# Page text:
* * *

Filipino politician (1854–1945)

Raymundo Angulo Melliza (March 15, 1854 – November 11, 1945) was a Filipino lawyer and politician who served as the second governor of Iloilo during the American occupation of the Philippines and was also an unsuccessful candidate for Vice President in the 1935 elections as a running-mate of former President Emilio Aguinaldo.

==Biography==
Melliza received his bachelor's degree at the University of Santo Tomas in 1873. He then pursued further studies in Spain, receiving his Licentiate in Laws from the University of Seville in 1878 and a Doctor of Laws degree from the Universidad Central de Madrid in 1879. He then returned to the Philippines the following year. Prior to the Philippine Revolution, he worked as a judge in Bulacan and Ilocos Norte and was even appointed by the Spanish colonial government in Cuba to serve as secretary of the Real Audiencia de La Habana, the highest court in the island, in 1897, although it is uncertain whether he took up the post as he was replaced after just a few months.

During the Philippine Revolution, he participated in the Comité Conspirador, which overthrew the Spanish regime in Iloilo in 1898, and became president of the Federal State of the Visayas, a short-lived revolutionary government in Panay from 1898 to 1899. Reaching the rank of general himself, he helped support the installment of Martin Delgado as head of all revolutionary forces in the Visayas.

* * *

[Saved data entries]

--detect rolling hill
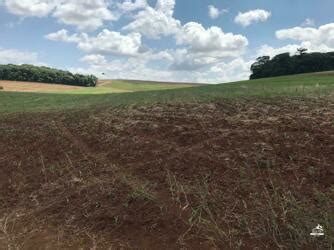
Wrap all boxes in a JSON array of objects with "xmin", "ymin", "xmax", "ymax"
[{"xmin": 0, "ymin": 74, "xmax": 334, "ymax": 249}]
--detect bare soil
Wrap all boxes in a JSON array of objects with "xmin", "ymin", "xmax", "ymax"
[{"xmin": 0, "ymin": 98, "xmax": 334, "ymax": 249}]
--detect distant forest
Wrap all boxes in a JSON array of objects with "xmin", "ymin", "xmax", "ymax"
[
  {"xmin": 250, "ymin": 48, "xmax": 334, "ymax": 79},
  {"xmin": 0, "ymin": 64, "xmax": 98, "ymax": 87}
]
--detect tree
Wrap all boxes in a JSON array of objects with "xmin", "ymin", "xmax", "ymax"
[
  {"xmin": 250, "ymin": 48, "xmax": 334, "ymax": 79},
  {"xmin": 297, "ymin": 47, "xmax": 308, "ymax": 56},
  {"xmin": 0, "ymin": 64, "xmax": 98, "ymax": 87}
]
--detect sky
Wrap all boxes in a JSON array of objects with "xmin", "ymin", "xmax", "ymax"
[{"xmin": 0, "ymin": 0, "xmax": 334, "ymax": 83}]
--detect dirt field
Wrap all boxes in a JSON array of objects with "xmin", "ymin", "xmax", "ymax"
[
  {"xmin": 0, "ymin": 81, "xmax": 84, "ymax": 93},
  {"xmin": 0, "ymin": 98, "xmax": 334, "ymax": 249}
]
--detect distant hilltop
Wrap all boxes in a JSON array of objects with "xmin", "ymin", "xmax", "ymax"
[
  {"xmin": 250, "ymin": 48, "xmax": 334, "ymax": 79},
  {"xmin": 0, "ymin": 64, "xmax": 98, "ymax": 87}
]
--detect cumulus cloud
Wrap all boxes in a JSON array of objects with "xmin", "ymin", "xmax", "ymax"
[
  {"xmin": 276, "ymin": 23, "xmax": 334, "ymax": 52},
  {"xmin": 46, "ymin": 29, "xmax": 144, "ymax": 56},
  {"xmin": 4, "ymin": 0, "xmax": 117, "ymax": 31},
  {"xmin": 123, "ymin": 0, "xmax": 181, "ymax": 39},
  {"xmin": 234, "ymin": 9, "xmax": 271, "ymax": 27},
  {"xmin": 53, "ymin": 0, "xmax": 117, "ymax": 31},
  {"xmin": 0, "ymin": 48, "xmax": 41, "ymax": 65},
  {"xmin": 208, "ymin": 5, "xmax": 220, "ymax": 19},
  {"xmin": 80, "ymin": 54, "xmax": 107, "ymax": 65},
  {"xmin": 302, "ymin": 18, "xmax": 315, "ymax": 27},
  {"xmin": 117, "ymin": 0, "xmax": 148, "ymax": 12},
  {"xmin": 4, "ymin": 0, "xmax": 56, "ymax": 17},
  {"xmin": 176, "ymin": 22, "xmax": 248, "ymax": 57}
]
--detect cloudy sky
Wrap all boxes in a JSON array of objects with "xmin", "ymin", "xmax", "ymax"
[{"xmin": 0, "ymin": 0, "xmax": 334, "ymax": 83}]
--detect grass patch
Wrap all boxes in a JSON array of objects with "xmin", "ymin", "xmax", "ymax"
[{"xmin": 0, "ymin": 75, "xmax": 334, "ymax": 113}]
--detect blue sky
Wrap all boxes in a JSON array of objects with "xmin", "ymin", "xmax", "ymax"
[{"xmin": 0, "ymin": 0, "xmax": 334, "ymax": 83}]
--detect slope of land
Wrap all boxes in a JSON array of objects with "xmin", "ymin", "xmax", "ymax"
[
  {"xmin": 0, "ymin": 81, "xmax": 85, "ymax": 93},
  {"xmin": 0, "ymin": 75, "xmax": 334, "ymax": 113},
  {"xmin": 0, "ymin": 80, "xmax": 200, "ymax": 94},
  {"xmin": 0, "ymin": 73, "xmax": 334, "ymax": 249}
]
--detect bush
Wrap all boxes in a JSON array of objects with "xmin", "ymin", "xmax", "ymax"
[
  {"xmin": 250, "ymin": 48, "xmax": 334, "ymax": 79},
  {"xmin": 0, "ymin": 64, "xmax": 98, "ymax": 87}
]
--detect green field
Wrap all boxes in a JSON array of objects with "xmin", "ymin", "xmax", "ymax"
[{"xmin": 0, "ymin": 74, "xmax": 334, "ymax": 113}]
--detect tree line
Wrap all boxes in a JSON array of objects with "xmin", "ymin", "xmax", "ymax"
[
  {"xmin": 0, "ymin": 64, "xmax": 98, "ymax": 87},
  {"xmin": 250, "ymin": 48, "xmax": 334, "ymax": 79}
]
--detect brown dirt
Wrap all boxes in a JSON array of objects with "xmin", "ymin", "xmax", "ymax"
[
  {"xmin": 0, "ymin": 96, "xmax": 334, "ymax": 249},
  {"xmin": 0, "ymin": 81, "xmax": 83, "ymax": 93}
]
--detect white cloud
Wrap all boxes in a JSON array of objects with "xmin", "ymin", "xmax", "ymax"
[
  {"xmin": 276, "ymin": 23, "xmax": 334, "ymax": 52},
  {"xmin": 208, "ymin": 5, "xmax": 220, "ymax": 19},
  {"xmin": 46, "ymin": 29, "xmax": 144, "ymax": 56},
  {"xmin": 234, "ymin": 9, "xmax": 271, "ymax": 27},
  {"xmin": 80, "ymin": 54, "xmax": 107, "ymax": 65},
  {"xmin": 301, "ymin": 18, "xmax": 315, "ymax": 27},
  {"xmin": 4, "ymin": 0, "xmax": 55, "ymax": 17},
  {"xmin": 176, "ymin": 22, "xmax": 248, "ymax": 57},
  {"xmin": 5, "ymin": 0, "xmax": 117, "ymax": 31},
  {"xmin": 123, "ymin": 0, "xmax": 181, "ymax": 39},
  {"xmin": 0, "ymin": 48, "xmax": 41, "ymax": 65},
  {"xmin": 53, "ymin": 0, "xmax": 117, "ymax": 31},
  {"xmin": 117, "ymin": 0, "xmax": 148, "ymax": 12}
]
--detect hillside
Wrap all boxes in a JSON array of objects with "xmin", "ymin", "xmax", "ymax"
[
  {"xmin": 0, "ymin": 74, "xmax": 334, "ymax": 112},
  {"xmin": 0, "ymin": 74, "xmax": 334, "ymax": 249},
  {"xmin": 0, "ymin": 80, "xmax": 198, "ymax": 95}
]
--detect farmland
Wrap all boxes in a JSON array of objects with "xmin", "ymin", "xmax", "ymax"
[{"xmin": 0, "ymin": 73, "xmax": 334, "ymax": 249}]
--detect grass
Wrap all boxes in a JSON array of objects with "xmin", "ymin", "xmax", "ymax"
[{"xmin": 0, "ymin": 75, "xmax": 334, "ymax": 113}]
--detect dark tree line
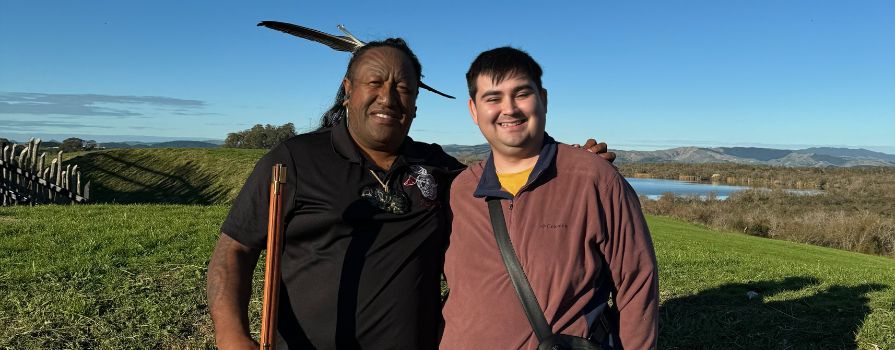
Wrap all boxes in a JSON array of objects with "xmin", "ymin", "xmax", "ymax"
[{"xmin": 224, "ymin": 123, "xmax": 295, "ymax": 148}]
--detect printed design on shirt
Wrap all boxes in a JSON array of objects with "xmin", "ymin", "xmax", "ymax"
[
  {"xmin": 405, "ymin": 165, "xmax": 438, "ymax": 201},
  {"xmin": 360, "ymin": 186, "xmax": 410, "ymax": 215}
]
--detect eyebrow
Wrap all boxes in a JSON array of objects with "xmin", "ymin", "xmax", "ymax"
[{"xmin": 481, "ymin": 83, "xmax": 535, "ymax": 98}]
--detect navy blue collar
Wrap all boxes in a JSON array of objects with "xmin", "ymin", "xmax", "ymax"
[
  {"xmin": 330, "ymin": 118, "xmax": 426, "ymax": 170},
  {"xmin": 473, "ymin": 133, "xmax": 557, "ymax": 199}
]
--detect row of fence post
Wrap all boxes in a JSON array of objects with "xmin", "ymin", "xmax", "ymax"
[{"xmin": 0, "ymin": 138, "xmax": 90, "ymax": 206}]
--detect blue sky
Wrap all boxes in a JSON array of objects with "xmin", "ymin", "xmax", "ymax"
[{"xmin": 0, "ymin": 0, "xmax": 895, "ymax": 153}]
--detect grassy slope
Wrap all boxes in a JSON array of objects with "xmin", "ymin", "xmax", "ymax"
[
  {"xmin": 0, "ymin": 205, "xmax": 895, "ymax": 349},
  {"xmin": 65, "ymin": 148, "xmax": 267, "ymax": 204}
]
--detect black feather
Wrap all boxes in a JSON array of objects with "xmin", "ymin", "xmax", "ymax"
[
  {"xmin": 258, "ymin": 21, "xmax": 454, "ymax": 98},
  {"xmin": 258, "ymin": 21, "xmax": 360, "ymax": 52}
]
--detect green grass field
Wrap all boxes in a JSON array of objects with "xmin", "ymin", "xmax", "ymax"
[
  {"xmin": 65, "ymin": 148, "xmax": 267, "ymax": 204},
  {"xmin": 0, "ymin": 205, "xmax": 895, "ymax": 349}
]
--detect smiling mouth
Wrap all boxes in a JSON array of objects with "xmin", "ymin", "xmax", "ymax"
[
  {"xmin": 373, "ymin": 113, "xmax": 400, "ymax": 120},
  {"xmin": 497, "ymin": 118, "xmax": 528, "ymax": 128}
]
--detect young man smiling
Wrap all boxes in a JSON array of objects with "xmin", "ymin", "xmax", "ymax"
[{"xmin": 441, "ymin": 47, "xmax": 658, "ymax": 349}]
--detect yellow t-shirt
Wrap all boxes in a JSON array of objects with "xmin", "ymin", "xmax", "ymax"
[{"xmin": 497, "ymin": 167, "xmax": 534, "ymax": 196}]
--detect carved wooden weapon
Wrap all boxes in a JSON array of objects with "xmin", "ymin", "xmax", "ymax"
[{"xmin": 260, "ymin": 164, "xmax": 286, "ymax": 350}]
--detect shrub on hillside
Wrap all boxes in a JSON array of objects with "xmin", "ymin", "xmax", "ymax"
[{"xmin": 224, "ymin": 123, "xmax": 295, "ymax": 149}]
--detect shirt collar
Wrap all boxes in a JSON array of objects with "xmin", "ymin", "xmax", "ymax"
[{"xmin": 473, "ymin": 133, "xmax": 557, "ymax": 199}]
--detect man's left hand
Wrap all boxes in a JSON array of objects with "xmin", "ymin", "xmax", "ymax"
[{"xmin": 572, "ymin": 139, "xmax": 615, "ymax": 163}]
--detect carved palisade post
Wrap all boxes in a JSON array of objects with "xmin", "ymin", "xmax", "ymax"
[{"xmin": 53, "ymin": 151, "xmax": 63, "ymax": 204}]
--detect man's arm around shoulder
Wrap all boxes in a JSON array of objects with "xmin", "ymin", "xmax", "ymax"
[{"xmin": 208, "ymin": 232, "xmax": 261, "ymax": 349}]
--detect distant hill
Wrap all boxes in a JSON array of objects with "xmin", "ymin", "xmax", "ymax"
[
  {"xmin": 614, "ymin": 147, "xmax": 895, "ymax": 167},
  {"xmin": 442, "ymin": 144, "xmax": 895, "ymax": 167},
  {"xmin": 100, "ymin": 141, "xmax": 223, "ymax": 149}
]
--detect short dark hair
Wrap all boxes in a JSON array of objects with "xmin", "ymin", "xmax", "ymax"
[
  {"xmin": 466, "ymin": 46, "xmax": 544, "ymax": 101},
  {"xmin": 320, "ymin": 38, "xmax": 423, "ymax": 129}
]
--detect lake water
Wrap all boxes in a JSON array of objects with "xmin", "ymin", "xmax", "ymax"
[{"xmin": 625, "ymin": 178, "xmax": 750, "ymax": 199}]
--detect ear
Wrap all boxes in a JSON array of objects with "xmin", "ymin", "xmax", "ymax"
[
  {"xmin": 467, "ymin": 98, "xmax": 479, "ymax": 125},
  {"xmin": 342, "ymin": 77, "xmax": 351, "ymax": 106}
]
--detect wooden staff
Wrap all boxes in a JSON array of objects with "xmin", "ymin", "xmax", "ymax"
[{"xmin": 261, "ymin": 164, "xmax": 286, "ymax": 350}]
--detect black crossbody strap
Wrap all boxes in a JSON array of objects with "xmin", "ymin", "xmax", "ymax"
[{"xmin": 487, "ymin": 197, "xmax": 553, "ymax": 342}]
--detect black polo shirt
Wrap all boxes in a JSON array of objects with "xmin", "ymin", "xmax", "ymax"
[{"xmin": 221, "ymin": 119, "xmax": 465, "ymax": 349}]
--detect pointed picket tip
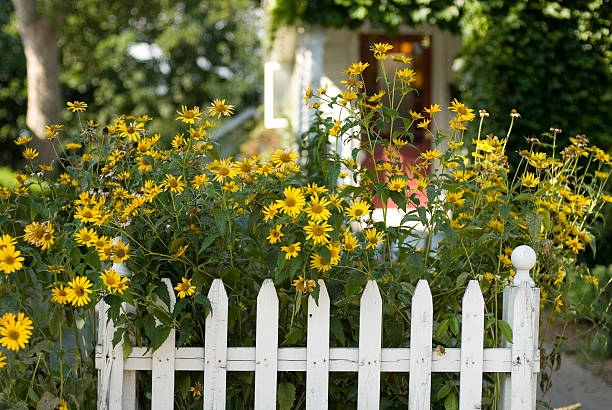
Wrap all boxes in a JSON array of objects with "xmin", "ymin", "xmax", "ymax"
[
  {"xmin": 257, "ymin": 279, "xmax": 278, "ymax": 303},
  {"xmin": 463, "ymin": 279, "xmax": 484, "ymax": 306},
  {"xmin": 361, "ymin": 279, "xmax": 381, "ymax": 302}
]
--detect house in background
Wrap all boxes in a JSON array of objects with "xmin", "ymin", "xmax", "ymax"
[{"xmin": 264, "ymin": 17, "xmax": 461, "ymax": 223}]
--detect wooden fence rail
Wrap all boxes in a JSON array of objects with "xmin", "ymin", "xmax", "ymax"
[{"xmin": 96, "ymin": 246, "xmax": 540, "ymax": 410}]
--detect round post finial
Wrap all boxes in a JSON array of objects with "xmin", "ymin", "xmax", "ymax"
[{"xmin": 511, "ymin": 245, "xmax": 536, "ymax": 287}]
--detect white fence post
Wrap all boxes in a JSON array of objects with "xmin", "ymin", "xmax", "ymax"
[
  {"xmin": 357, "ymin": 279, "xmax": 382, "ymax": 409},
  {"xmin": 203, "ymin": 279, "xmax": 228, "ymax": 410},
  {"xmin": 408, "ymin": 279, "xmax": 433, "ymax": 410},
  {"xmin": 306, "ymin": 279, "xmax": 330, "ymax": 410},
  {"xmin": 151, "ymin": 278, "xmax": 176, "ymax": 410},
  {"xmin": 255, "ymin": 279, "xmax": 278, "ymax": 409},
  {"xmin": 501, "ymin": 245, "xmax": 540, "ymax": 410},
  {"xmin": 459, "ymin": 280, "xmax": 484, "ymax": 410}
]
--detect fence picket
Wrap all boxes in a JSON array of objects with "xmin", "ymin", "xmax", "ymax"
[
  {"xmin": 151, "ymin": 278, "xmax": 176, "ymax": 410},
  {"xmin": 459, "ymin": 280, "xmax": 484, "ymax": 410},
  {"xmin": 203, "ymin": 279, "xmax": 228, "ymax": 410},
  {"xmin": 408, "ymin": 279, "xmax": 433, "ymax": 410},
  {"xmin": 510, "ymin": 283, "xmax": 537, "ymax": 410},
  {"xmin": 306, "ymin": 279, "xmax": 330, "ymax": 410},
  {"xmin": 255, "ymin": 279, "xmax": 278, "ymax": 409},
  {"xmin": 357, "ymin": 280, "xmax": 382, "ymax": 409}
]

* * *

# Tasks to complete:
a - According to the Melliza biography, which university granted Melliza his Licentiate in Laws?
b - Write the next part of the Melliza biography, picking up after its final sentence.

# Per-task answers:
a - The University of Seville, in 1878.

b -
During the American occupation, Melliza served as Governor of Iloilo from 1904 to 1906. He then retired from politics until 1935, when he ran unsuccessfully as a candidate of the National Socialist Party for Vice President in elections for the Philippine Commonwealth as a running-mate of former President Emilio Aguinaldo, losing to Sergio Osmeña. In this effort, he was only able to win in Aguinaldo's bailiwick of Cavite. He ran again in the 1941 Philippine general election, this time as a senatorial candidate under the Popular Front ticket of Senator Juan Sumulong and Emilio Javier, but he was again unsuccessful, placing 37th in a field of 102 senatorial candidates.

Melliza was a resident of Molo, now a district of Iloilo City. His ancestral home is now a tourist attraction of the city.

==Supposed connection with Jose Rizal==
Melliza was claimed to have been friends with the Philippines' national hero Jose Rizal, who supposedly stopped by Melliza's home in Molo to have lunch with him on his way to Manila from his exile in Dapitan to catch a ship that would take him to Cuba, where he planned to serve as a doctor, in 1896. Recent studies however, have cast doubt on the claim, citing numerous discrepancies and factual inaccuracies.

==Portrayals==
Melliza was portrayed by Bodjie Pascua in the 2025 film Quezon.